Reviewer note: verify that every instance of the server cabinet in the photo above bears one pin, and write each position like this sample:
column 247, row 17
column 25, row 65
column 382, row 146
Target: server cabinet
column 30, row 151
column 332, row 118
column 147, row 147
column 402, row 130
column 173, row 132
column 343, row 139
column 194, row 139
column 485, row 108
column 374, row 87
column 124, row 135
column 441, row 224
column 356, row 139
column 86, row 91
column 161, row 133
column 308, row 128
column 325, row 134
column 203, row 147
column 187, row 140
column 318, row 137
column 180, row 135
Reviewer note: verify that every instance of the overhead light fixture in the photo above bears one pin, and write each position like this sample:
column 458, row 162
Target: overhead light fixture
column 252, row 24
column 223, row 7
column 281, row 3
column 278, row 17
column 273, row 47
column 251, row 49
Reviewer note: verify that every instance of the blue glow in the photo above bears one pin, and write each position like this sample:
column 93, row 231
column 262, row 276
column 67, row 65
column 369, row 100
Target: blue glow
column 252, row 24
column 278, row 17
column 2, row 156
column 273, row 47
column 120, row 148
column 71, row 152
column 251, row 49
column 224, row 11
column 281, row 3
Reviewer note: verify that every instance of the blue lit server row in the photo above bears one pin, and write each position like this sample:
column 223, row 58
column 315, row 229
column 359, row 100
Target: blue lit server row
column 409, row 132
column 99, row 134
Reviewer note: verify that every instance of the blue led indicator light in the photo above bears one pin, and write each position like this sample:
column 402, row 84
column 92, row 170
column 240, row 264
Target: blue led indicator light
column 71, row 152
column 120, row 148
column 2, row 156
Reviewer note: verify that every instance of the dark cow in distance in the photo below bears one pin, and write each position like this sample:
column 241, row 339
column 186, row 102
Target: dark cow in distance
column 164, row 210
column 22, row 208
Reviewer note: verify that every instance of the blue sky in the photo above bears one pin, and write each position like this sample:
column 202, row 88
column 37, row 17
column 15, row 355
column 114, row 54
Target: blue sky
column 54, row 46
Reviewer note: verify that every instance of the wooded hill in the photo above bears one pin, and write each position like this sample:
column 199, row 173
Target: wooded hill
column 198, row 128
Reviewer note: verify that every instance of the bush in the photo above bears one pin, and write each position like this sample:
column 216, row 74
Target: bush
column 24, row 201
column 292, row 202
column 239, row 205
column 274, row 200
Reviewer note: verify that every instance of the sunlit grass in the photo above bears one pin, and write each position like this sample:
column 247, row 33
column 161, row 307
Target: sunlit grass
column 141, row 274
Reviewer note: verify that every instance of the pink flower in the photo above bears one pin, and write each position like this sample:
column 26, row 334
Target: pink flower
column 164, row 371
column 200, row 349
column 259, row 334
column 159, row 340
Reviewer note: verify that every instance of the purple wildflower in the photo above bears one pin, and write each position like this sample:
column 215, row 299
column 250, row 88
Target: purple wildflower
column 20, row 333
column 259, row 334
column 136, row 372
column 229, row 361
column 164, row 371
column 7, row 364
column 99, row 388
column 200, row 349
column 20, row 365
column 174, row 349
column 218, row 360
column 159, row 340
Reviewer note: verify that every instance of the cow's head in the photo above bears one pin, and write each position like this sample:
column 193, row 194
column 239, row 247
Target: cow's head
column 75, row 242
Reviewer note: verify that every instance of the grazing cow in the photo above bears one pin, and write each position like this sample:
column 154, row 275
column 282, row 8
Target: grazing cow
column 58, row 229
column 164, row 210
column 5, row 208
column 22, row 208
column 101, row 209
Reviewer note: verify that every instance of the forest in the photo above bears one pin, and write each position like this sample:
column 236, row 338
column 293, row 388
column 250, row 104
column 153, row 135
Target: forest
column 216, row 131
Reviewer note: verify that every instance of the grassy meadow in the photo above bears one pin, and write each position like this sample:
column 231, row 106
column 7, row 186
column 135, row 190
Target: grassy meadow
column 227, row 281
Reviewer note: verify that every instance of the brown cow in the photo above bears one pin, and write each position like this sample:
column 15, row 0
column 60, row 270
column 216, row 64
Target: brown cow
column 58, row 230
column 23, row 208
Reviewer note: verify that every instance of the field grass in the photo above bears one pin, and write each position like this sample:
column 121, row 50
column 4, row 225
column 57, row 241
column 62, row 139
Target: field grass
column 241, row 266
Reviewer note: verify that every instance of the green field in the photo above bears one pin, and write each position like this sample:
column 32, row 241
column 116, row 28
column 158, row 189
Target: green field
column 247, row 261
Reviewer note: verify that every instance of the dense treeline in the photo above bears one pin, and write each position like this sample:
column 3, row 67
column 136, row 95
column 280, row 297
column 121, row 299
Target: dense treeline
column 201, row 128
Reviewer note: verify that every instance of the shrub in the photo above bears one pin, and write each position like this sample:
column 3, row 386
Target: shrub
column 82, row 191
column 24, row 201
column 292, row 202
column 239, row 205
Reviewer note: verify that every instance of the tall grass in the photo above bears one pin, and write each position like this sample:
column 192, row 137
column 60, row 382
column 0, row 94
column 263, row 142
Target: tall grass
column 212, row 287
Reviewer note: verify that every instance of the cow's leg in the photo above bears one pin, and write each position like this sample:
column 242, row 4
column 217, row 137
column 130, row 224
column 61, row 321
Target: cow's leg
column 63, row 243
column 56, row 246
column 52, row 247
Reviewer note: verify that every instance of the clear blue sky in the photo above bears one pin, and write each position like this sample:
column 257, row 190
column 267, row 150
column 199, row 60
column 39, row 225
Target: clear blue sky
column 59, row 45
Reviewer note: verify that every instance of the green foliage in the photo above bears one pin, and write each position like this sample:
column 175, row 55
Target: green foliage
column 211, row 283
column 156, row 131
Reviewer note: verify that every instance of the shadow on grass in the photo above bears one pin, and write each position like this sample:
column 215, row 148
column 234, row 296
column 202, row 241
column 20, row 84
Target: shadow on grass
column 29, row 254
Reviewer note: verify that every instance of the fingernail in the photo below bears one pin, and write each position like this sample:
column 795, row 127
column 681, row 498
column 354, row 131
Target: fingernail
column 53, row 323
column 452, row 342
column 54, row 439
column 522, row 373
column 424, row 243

| Exercise aim |
The response must contain every entry, each one identical to the original.

| Written response |
Reviewer note: verify that every instance of the server cabinet in the photo above bears one pin, and write each position like this sample:
column 247, row 17
column 25, row 65
column 382, row 146
Target: server cabinet
column 30, row 151
column 332, row 118
column 147, row 147
column 402, row 130
column 173, row 132
column 343, row 139
column 194, row 139
column 485, row 108
column 374, row 87
column 124, row 135
column 441, row 224
column 356, row 139
column 86, row 91
column 161, row 133
column 308, row 128
column 325, row 134
column 203, row 147
column 187, row 140
column 318, row 137
column 180, row 135
Reviewer note: verify that every instance of the overhead light fixture in the photo above bears one pin, and write each position like this sample:
column 458, row 162
Target: overhead light fixture
column 252, row 24
column 223, row 7
column 281, row 3
column 278, row 17
column 273, row 47
column 251, row 49
Reviewer note: verify that every instance of the blue glow in the photo above bears one pin, and write each position like this sample:
column 93, row 231
column 262, row 276
column 67, row 65
column 369, row 100
Target: blue glow
column 252, row 24
column 278, row 17
column 2, row 156
column 273, row 47
column 120, row 148
column 71, row 152
column 251, row 49
column 224, row 11
column 281, row 3
Reviewer note: verify that every instance of the blue lit server row in the photo above bears one pin, and write each position like this sample:
column 223, row 58
column 315, row 229
column 359, row 100
Target: blue lit server row
column 409, row 132
column 99, row 134
Reviewer note: verify that every instance of the blue led indicator light in the photo above bears one pin, and write each position like this sample:
column 402, row 84
column 92, row 170
column 240, row 264
Target: blue led indicator light
column 71, row 152
column 120, row 148
column 2, row 156
Reviewer note: verify that every instance of the dark cow in distance in the photo below bears one pin, and write each position like this sample:
column 241, row 339
column 186, row 102
Target: dark cow in distance
column 164, row 210
column 22, row 208
Reviewer note: verify that every instance of the blue sky in the photo above bears one pin, and write each position like this sample:
column 202, row 88
column 37, row 17
column 15, row 355
column 114, row 54
Target: blue sky
column 54, row 46
Reviewer note: verify that every instance of the wooded hill in the photo above bears one pin, and write each position like this sample:
column 199, row 173
Target: wooded hill
column 198, row 128
Reviewer note: verify that every instance of the bush in the photo above bears one pin, and write each position like this sample:
column 216, row 74
Target: bush
column 24, row 201
column 292, row 202
column 239, row 205
column 274, row 200
Reviewer note: verify that every instance of the sunlit grass in the photo above bears one pin, and write each position like this sample:
column 247, row 33
column 161, row 307
Target: sunlit grass
column 141, row 274
Reviewer note: verify that every instance of the pink flower in the photo above bears one pin, and write each position like this sample:
column 26, row 334
Target: pink flower
column 164, row 371
column 200, row 349
column 259, row 334
column 159, row 340
Reviewer note: verify that every instance of the purple wildflower in the photo above bears one pin, and write each position like this sample:
column 215, row 299
column 250, row 88
Target: purple wildflower
column 20, row 333
column 259, row 334
column 136, row 372
column 229, row 361
column 164, row 371
column 7, row 364
column 99, row 388
column 200, row 349
column 20, row 365
column 174, row 349
column 218, row 360
column 159, row 340
Reviewer note: verify that every instance of the cow's head in the photo above bears one pin, and write each position like this sample:
column 193, row 194
column 239, row 247
Target: cow's head
column 75, row 242
Reviewer note: verify that every instance of the grazing cow in the photo above bears one pin, and write each position like this sample:
column 154, row 275
column 282, row 8
Target: grazing cow
column 58, row 229
column 164, row 210
column 5, row 208
column 22, row 208
column 101, row 209
Reviewer note: verify that every instance of the forest in the photo above bears one pin, and write each position like this sample:
column 236, row 338
column 293, row 388
column 250, row 104
column 153, row 135
Target: forest
column 216, row 131
Reviewer note: verify that every instance of the grassy meadow in the photo above bears one pin, and write each position like this sample:
column 231, row 106
column 7, row 186
column 135, row 190
Target: grassy meadow
column 227, row 281
Reviewer note: verify that every instance of the brown cow in the photo above bears one pin, and write each position like this sample:
column 15, row 0
column 60, row 270
column 216, row 64
Target: brown cow
column 58, row 230
column 23, row 208
Reviewer note: verify that every instance of the field grass in the photo above bears one pin, and write each position like this sample:
column 121, row 50
column 4, row 225
column 57, row 241
column 62, row 139
Target: field grass
column 241, row 266
Reviewer note: verify that every instance of the green field in the photo above bears one pin, and write each position like this sample:
column 32, row 241
column 116, row 28
column 158, row 189
Target: green field
column 247, row 261
Reviewer note: verify that every instance of the dense treeline in the photo above bears one pin, and write each position like this sample:
column 3, row 67
column 136, row 95
column 280, row 297
column 121, row 299
Target: dense treeline
column 201, row 128
Reviewer note: verify that every instance of the shrub in the photo above bears one pin, and write each position like this sample:
column 3, row 386
Target: shrub
column 82, row 191
column 24, row 201
column 292, row 202
column 239, row 205
Reviewer note: verify that every instance of the tall grass in the photo above bears one pin, and write each position like this sample:
column 192, row 137
column 60, row 382
column 0, row 94
column 263, row 142
Target: tall grass
column 212, row 287
Reviewer note: verify that every instance of the cow's leg in the photo above bears one pin, and write each position like this sample:
column 242, row 4
column 217, row 137
column 130, row 224
column 61, row 321
Target: cow's leg
column 63, row 243
column 56, row 246
column 52, row 247
Reviewer note: verify that every instance of the clear blue sky in the photo above bears one pin, and write each position like this sample:
column 257, row 190
column 267, row 150
column 199, row 60
column 39, row 225
Target: clear blue sky
column 59, row 45
Reviewer note: verify that every instance of the green foliage in the photo above bears one pin, and write each position like this sample:
column 175, row 55
Target: green foliage
column 211, row 283
column 156, row 131
Reviewer note: verify that every instance of the shadow on grass in the photo above bears one pin, and write each position like this sample:
column 215, row 148
column 234, row 296
column 202, row 241
column 20, row 84
Target: shadow on grass
column 29, row 254
Reviewer note: verify that every instance of the fingernail in the photo below bears one pin, and write each position like this sample:
column 795, row 127
column 681, row 498
column 354, row 131
Target: fingernail
column 53, row 323
column 452, row 342
column 54, row 439
column 522, row 373
column 424, row 243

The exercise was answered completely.